PROBLEM DETAILS:
In the data that follows, find the line containing "Target: person standing in grass"; then quote that line and every line after it, exactly, through the last one.
== == ==
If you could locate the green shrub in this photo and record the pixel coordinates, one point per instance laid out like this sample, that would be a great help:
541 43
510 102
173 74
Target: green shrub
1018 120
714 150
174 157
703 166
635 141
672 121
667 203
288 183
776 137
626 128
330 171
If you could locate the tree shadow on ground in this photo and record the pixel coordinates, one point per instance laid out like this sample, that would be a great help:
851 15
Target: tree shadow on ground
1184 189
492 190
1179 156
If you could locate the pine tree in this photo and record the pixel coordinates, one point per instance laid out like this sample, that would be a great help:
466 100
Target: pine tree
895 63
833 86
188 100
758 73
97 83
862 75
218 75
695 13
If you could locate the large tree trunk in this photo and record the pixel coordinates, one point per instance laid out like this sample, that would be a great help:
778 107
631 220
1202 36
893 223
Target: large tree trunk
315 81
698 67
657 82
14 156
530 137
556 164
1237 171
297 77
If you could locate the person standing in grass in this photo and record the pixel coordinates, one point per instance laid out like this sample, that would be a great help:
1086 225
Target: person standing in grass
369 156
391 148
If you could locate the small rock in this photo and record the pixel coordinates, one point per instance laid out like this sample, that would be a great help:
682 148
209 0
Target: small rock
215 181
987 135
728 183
== == ==
TASK SOLUTION:
Target: person standing in grass
369 156
391 148
If you could locate the small rock in this photo and record the pixel coordinates, one point per instance laid out like this sample, that would be a great help:
682 148
209 0
Target: small rock
215 181
987 135
728 183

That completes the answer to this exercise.